==== Input data ====

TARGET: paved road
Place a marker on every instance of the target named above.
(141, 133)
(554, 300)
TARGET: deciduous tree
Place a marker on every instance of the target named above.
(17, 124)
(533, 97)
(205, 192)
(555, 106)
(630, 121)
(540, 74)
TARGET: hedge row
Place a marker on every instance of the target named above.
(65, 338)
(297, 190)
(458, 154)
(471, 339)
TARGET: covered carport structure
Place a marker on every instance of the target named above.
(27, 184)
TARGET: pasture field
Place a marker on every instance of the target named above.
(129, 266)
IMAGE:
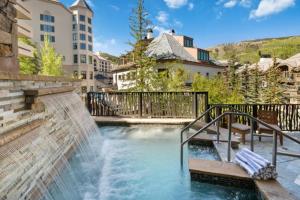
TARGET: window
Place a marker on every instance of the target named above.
(74, 27)
(47, 18)
(90, 38)
(74, 18)
(83, 59)
(82, 46)
(82, 27)
(47, 28)
(90, 47)
(90, 60)
(75, 46)
(203, 55)
(188, 42)
(75, 36)
(90, 29)
(51, 38)
(75, 74)
(82, 37)
(75, 59)
(83, 75)
(82, 18)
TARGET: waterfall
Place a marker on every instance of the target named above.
(35, 160)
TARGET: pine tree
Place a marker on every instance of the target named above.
(255, 84)
(51, 62)
(146, 73)
(273, 92)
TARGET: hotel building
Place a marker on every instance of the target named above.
(69, 30)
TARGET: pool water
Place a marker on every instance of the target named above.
(137, 163)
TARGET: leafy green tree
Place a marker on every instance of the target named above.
(29, 65)
(51, 62)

====

Copy every line of the material above word for word, leaving out the pictures.

Reply:
TARGET: paved road
Place a marker on every instance of the target named above.
(141, 133)
(554, 300)
TARGET: deciduous tree
Place a marker on every instance of the target named above.
(17, 124)
(533, 97)
(205, 192)
(555, 106)
(630, 121)
(540, 74)
TARGET: hedge row
Place a marker on every instance of the target named above.
(65, 338)
(297, 190)
(458, 154)
(471, 339)
TARGET: covered carport structure
Place a marker on every instance of the target named above.
(27, 184)
TARGET: pasture field
Place a marker on every instance of the target named above.
(129, 266)
IMAGE:
TARGET: window
Place a marker on every instance of the target named above.
(74, 27)
(47, 18)
(90, 38)
(74, 18)
(83, 59)
(82, 46)
(82, 27)
(47, 28)
(90, 47)
(90, 60)
(75, 46)
(203, 55)
(188, 42)
(75, 36)
(90, 29)
(51, 38)
(75, 74)
(82, 37)
(75, 59)
(83, 75)
(82, 18)
TARGET: waterfall
Place a marker on every instance of the target named above.
(35, 160)
TARGET: pine tree
Place a marker on every instance of the target named above.
(255, 84)
(51, 62)
(146, 73)
(273, 92)
TARGET: hotel building
Place a marker on every instance of the target named above.
(69, 30)
TARGET: pool water
Place a marker on every instance of the target named above.
(137, 163)
TARGET: leafy green tree
Place a marker on every instance of the target named above.
(29, 65)
(51, 62)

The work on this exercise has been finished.